Segment Start: DATA SHOWN

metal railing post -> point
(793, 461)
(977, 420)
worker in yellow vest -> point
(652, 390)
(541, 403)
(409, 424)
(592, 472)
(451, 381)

Segment End: DATA SHOWN

Please print out every entry again, exactly as it reads.

### RESULT FOR THIS EXERCISE
metal railing post -> point
(793, 461)
(977, 420)
worker in yellow vest -> point
(652, 390)
(541, 403)
(409, 424)
(592, 472)
(451, 381)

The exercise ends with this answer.